═════ Extract provided ═════

But it seems simpler and easier to understand/document if you pre-process the input like using an algorithm like this:

  • If the first nonempty line has indentation, and all subsequent lines either start with the same indentation characters or are empty, then remove that prefix from those lines.

I think that handles cases where editors strip trailing spaces or the first line is blank. So e.g.:

python -c "
    some_code_here()
"

Then python receives something like “\n some_code_here\n”

python -c "
    some_code here()

    if some_some_other_code():
        still_more_code()
"

Then python receives something like “\n some_code_here\n\n if …”

This wouldn’t handle cases where indentation is mixed and there is a first line, e.g.:

python -c "first_thing()
    if second_thing():
        third_thing()

"
That seems simple enough to avoid, and raising a syntax error is reasonable in that case.

Best wishes,
Lucas

There was also positive feedback from Cameron Simpson and Barry Scott suggested a PR with an implementation might move this forward. I have a proof-of-concept PR and this is the corresponding issue for it.

5 Likes

This is not limited to Bash and Ruby of course; you can embed code in any other language – Rust, Markdown, even Python itself.
Sometimes it’s easier, like with YAML literal block or Python’s textwrap.dedent.
And, of course, adding a if 1: header solves the issue – once you know the trick. It’s far from obvious though.

The implementation raised a question for me: Why pre-process the string, only to immediately pass it to a parser that already handles indentation?

Python’s top-level syntax for files is currently:

file: [statements] ENDMARKER

A new rule could be added for -c:

script:
    | [statements] ENDMARKER 
    | INDENT [statements] DEDENT ENDMARKER

Such a rule would then need to be added to compile, exec, etc., which is not trivial – but probably easier to maintain than dedenting in C.

═════

→ **What is needed**: In the thread above about indented code passed to python -c, turn the paragraph that begins "This is not limited to Bash and Ruby" into a short bulleted list that keeps its main points.

═════ Entries supplied ═════

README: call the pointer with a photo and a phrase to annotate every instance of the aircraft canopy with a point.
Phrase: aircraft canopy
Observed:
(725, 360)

═════
═════ Entries supplied ═════

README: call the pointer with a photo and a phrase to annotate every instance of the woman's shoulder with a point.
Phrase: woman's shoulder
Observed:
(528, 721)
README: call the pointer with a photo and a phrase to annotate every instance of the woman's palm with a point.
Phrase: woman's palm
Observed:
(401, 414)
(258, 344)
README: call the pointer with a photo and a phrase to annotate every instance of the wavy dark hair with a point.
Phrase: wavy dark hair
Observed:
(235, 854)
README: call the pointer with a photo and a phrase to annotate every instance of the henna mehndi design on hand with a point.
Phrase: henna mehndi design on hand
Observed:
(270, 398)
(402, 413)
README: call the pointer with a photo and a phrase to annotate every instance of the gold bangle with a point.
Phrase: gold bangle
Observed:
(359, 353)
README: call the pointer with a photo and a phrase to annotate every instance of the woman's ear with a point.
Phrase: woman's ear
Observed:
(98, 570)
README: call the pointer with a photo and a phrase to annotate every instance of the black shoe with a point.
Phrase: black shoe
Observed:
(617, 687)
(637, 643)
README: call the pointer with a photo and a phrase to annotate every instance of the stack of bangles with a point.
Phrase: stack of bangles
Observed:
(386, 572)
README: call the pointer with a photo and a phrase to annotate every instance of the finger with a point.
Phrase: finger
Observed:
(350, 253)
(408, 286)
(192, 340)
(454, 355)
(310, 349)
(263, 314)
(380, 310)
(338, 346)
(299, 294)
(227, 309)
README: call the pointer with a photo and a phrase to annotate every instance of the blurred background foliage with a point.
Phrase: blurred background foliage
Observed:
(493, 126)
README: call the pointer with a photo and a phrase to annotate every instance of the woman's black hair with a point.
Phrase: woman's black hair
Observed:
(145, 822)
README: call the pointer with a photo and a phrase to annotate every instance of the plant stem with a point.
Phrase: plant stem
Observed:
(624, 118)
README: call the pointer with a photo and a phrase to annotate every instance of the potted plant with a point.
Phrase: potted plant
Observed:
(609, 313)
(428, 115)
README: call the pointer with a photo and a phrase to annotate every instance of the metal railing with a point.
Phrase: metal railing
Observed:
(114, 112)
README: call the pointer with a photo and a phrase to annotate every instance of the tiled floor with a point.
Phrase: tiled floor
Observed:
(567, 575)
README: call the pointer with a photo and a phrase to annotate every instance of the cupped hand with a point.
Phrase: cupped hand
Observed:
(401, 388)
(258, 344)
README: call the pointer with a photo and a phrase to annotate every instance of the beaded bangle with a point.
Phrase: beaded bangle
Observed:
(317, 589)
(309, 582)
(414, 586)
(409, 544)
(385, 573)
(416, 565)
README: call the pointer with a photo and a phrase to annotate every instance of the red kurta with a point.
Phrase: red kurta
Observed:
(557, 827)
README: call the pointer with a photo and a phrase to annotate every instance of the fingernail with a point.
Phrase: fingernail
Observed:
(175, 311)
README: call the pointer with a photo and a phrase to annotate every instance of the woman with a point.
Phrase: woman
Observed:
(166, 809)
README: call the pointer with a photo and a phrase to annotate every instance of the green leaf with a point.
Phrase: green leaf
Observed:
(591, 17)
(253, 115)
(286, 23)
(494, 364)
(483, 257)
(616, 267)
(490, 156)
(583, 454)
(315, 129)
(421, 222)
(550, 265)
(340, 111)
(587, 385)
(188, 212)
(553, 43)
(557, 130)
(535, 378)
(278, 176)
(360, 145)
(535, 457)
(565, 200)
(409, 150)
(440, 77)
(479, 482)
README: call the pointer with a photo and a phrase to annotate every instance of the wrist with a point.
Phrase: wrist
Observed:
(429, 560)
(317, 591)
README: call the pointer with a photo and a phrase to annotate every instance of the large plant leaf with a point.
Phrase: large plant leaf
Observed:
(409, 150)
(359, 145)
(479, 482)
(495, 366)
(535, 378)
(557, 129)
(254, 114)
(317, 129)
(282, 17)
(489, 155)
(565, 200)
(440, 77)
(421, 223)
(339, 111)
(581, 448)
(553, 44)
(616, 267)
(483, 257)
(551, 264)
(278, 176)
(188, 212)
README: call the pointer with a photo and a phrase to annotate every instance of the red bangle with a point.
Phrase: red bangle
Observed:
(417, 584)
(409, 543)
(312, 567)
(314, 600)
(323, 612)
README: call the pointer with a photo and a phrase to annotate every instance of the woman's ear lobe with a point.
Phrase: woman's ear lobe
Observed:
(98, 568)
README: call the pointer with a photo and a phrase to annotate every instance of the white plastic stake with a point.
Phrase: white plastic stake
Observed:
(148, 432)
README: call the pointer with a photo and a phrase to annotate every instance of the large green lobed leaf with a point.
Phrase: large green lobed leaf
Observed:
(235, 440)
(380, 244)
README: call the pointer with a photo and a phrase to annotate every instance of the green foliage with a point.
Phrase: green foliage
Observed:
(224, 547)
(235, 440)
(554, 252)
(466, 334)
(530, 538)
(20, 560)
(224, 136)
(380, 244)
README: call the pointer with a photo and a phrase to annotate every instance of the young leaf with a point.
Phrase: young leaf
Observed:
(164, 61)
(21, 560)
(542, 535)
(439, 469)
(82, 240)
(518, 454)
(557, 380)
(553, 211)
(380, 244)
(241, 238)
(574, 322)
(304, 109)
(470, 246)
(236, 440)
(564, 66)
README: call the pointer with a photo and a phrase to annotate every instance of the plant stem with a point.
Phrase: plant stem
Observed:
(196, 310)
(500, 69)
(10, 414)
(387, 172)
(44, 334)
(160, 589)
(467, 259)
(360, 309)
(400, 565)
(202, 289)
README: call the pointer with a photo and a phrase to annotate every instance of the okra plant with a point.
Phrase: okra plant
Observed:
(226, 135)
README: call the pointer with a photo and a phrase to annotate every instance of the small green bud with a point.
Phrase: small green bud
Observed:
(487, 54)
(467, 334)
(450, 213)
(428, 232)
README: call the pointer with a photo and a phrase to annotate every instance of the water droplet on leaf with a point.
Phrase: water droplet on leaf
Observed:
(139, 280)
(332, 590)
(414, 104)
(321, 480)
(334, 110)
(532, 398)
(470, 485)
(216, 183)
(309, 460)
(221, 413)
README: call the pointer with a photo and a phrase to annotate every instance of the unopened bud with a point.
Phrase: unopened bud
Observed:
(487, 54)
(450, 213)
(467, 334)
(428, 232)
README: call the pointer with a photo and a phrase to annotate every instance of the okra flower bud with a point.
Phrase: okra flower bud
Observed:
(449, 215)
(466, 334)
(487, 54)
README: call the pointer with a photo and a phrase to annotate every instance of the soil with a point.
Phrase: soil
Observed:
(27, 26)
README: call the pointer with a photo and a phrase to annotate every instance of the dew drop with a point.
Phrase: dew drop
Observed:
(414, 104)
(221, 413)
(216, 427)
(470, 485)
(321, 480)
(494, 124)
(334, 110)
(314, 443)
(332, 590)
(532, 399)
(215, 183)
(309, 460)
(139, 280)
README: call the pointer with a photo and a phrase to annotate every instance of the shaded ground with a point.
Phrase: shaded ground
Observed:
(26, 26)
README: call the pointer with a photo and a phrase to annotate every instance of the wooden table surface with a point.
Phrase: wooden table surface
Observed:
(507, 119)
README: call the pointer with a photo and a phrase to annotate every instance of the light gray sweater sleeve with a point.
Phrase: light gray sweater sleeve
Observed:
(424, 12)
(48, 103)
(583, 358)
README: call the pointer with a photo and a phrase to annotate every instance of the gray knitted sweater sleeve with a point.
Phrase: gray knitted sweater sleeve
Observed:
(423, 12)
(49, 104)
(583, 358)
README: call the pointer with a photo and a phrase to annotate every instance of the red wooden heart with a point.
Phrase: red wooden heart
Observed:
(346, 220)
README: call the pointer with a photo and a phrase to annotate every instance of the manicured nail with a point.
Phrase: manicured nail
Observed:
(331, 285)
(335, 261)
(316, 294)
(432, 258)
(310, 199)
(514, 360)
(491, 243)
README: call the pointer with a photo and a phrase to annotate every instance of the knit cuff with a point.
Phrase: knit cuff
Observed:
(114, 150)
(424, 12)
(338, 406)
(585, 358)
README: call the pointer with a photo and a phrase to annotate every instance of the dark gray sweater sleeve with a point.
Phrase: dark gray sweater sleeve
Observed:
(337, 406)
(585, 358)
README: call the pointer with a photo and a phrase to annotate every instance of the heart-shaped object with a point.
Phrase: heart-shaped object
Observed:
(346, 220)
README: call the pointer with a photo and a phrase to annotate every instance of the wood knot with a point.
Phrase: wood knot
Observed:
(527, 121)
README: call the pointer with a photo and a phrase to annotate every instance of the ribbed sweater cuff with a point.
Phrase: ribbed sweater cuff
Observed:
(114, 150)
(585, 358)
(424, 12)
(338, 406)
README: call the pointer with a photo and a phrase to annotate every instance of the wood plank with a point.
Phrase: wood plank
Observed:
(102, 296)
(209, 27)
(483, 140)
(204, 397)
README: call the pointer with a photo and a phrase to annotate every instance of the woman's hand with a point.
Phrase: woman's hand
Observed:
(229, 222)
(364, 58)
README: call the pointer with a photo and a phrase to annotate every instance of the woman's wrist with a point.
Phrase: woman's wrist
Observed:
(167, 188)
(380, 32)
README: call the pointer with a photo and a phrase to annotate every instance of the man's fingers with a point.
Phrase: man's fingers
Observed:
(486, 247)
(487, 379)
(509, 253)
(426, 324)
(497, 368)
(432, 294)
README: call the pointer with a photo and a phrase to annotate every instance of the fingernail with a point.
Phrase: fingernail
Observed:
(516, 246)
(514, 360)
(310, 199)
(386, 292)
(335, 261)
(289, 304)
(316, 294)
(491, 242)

═════

→ **Reply**:
- This isn't limited to Bash and Ruby. Code can be embedded in any other language, such as Rust, Markdown, or even Python itself.
- Sometimes it's easier, as with a YAML literal block or Python's textwrap.dedent.
- Adding an "if 1:" header solves the issue, but only once you know the trick, and it's far from obvious.